> DATA SUPPLIED

'''

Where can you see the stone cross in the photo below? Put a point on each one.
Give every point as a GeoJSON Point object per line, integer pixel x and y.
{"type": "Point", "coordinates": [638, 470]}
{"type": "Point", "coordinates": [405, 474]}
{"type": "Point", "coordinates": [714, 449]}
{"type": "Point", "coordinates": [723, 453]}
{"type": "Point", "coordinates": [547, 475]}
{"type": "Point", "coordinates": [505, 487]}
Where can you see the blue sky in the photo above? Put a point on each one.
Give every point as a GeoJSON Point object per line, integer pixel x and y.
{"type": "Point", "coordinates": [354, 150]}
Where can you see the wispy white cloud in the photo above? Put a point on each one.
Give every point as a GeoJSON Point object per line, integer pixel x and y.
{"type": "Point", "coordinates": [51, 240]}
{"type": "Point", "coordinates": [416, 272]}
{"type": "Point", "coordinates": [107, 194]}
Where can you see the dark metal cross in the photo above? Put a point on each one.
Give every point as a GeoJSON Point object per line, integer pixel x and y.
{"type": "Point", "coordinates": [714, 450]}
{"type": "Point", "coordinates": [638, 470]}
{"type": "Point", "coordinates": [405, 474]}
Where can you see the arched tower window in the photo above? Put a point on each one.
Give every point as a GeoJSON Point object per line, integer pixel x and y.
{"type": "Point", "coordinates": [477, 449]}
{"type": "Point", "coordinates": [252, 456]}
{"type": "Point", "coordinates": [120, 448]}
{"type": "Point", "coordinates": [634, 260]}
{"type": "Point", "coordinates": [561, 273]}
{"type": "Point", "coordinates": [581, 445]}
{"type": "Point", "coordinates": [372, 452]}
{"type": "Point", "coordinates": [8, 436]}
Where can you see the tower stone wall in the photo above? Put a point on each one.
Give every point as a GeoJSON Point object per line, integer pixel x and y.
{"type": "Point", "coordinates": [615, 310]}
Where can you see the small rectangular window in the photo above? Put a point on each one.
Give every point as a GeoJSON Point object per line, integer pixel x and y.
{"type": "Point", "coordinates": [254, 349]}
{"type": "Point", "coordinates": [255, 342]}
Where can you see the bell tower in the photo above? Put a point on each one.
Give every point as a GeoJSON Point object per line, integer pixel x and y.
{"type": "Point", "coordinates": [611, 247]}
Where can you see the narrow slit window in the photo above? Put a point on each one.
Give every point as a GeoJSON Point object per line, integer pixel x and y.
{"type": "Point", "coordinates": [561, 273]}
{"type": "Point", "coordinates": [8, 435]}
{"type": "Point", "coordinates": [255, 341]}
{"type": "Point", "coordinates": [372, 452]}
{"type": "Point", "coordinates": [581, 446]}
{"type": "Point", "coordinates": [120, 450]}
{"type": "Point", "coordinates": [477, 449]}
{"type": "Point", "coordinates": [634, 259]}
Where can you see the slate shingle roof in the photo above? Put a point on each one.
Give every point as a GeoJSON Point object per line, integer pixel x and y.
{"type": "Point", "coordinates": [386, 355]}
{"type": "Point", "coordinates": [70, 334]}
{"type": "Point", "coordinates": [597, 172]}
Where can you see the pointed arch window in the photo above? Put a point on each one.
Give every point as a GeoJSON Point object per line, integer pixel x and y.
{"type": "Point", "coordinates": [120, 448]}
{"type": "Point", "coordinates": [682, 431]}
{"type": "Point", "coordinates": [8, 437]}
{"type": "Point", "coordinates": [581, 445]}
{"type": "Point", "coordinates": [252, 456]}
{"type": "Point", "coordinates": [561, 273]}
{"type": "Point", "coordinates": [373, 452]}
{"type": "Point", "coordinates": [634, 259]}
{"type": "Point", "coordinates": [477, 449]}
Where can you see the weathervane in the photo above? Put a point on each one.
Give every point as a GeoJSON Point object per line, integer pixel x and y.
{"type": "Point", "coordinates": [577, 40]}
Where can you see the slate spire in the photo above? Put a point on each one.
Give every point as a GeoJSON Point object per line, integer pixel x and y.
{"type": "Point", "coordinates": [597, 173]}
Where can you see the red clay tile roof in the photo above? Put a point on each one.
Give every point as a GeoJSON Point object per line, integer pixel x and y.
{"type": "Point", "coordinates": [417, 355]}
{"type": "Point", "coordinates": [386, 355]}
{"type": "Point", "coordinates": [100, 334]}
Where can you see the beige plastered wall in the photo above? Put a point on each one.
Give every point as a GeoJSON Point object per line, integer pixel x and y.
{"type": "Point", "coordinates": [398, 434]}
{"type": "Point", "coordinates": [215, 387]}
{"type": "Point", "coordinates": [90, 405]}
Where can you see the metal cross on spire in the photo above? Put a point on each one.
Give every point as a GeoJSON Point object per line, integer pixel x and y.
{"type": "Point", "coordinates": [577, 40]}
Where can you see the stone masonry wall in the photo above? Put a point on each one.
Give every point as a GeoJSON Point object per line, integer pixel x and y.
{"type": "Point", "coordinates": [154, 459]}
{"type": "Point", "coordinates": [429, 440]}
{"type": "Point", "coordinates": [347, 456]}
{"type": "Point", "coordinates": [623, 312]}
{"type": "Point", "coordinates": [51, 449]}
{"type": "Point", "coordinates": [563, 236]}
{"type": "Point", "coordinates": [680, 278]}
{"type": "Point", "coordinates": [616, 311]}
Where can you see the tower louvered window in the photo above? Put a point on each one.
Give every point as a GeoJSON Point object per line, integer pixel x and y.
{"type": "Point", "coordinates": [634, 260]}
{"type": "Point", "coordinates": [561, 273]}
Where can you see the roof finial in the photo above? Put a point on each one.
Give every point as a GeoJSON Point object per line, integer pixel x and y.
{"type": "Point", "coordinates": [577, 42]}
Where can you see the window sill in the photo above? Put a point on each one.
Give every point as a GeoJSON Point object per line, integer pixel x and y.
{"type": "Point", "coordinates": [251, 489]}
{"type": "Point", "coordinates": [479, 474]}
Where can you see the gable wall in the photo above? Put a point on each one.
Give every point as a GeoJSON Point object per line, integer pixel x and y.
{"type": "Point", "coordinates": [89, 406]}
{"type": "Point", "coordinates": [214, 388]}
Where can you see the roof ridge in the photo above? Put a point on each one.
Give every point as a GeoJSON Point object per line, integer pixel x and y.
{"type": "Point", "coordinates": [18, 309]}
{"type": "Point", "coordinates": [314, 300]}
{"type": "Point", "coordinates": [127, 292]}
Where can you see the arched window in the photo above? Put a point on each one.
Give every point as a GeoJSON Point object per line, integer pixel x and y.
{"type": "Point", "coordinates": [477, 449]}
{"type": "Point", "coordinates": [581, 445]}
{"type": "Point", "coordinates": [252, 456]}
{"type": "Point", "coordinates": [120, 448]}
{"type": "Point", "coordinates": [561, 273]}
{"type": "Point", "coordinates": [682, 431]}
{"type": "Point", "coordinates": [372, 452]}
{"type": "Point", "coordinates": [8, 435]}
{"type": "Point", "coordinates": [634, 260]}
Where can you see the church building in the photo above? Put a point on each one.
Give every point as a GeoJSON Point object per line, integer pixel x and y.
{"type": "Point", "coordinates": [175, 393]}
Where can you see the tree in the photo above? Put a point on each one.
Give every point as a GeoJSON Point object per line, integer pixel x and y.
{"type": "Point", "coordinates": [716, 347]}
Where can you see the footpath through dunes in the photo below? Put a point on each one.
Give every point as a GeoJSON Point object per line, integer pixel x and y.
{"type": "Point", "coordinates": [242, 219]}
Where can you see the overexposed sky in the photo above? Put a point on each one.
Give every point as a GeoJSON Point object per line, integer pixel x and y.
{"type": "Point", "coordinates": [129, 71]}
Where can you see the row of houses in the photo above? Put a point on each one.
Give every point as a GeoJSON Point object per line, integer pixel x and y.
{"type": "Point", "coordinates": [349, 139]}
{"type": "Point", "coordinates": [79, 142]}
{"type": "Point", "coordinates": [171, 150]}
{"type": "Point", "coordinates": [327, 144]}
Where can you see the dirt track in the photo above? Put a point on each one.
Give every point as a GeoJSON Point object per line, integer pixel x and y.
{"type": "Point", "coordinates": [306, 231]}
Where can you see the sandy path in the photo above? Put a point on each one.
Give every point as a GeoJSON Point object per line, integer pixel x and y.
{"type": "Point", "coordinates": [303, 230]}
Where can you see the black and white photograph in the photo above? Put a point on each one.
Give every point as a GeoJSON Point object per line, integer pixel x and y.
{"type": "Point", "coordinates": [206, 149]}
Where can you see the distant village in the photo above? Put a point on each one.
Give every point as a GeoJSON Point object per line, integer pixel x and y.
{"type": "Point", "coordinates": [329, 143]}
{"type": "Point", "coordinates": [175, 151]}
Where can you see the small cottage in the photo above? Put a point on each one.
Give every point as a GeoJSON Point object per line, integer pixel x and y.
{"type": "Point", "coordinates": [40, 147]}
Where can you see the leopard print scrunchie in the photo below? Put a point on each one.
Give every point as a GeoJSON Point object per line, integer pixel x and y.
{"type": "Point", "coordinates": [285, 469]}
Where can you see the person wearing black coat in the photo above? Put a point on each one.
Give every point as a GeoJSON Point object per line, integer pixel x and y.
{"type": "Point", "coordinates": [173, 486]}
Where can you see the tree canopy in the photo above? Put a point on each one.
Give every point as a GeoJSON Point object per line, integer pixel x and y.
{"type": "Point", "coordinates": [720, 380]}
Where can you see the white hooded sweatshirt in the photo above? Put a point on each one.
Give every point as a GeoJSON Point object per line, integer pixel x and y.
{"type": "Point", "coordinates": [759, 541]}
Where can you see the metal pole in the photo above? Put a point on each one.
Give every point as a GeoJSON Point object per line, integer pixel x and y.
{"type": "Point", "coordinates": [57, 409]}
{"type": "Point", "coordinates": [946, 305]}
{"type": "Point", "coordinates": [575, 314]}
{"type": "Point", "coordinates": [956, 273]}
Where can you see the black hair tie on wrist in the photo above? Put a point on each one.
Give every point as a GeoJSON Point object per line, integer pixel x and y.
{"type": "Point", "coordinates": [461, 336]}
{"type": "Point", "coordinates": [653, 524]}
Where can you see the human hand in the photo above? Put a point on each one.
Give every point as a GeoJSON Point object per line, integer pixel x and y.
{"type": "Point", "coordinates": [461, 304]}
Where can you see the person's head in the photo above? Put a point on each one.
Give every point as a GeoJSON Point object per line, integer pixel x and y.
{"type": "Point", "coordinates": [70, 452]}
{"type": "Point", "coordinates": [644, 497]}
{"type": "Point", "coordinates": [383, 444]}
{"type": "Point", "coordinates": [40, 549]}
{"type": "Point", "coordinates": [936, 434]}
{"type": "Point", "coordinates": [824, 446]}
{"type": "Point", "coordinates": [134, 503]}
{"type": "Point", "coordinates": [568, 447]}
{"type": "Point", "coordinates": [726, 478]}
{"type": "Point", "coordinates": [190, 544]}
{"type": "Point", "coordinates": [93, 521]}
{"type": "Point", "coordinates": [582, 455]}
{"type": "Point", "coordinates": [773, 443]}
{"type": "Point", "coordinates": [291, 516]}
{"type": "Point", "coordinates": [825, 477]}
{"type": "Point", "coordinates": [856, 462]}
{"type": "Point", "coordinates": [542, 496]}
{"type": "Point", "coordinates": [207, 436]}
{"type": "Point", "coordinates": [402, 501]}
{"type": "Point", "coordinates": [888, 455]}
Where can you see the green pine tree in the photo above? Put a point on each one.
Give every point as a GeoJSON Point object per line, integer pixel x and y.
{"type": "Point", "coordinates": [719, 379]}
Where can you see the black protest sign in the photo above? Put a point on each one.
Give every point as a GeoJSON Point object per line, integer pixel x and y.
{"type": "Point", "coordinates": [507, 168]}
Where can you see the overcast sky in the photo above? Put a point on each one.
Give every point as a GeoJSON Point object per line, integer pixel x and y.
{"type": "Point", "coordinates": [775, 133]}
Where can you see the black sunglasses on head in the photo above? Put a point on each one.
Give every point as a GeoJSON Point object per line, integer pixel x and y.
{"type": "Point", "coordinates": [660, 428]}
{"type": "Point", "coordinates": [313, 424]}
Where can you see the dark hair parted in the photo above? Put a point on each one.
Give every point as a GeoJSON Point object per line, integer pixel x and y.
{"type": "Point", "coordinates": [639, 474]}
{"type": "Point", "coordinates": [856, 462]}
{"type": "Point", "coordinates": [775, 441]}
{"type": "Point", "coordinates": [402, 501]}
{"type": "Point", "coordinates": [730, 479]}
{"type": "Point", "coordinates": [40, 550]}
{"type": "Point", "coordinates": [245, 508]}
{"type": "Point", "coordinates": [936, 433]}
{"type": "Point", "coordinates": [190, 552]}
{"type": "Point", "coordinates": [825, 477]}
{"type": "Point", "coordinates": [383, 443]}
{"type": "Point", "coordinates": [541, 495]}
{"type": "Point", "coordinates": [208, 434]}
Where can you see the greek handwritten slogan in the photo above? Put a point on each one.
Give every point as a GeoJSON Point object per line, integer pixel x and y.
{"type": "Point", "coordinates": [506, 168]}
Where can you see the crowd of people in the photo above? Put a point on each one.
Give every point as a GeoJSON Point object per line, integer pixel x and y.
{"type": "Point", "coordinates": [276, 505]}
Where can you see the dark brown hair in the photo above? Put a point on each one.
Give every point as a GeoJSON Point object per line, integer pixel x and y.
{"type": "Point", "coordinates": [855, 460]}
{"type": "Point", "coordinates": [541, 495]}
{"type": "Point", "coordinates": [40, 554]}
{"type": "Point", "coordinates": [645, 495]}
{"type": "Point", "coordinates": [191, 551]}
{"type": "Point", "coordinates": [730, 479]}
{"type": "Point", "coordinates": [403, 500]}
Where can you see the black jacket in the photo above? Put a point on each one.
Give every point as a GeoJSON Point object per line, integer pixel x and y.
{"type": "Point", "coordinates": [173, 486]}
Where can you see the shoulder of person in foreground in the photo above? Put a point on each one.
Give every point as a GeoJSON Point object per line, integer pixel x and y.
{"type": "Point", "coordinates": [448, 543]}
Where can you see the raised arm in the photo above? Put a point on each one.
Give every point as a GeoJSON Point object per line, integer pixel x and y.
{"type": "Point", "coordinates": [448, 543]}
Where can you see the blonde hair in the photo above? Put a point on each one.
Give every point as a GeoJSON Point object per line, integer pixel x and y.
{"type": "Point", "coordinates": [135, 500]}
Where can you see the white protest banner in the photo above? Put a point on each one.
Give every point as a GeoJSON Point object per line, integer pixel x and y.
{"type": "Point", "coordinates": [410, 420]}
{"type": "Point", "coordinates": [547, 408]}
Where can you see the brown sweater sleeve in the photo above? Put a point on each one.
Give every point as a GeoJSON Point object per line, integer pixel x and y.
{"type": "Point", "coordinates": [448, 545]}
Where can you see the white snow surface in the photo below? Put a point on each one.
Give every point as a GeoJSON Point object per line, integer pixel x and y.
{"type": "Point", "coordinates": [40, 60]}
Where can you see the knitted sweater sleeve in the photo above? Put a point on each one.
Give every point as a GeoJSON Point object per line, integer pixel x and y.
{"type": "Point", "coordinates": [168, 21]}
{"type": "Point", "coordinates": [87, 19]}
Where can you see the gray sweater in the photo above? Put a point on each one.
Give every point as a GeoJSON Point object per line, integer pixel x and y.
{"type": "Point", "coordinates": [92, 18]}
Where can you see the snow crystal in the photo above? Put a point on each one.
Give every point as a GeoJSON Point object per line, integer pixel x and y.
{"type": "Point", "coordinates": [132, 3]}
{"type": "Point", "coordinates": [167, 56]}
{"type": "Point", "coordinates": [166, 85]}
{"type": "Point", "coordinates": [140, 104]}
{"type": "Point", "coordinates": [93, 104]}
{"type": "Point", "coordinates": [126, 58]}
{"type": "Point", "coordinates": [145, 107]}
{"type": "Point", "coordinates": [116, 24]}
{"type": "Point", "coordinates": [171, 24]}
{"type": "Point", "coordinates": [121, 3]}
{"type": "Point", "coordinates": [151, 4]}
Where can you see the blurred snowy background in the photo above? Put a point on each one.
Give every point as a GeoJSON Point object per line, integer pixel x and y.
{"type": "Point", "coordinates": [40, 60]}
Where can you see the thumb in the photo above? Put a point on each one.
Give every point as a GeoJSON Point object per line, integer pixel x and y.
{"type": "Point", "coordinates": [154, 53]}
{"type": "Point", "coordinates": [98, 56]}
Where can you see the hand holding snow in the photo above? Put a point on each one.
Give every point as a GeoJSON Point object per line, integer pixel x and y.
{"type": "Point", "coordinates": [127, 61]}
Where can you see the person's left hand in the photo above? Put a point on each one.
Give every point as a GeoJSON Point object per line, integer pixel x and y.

'''

> AIM
Copy the entries word for word, starting at the line that contains "Where can you see the gray" and ending with the final line of the entries.

> THE COMPLETED TASK
Where can you see the gray sweater in the photo above? Put a point on each one.
Give every point as a GeoJSON Point object per line, integer pixel x and y.
{"type": "Point", "coordinates": [92, 18]}
Where can you see the snow crystal in the photo above? Put a point on each one.
Give every point as a GeoJSON Point object per line, integer pixel x and y.
{"type": "Point", "coordinates": [132, 3]}
{"type": "Point", "coordinates": [167, 56]}
{"type": "Point", "coordinates": [166, 85]}
{"type": "Point", "coordinates": [140, 104]}
{"type": "Point", "coordinates": [93, 104]}
{"type": "Point", "coordinates": [126, 58]}
{"type": "Point", "coordinates": [145, 107]}
{"type": "Point", "coordinates": [116, 24]}
{"type": "Point", "coordinates": [171, 24]}
{"type": "Point", "coordinates": [121, 3]}
{"type": "Point", "coordinates": [151, 4]}
Where can you see the blurred snowy background in the photo above? Put a point on each one.
Give every point as a GeoJSON Point object per line, integer pixel x and y.
{"type": "Point", "coordinates": [40, 60]}
Where can you see the thumb in the photo above? Put a point on each one.
Give every point as a GeoJSON Point object per line, integer pixel x and y.
{"type": "Point", "coordinates": [154, 53]}
{"type": "Point", "coordinates": [98, 56]}
Where can you see the hand holding snow in the photo above? Put a point on each one.
Give every point as a GeoJSON Point object per line, integer pixel x and y.
{"type": "Point", "coordinates": [127, 61]}
Where can you see the person's left hand in the photo above? Put a point on each one.
Give every point as a GeoJSON Point object per line, integer pixel x and y.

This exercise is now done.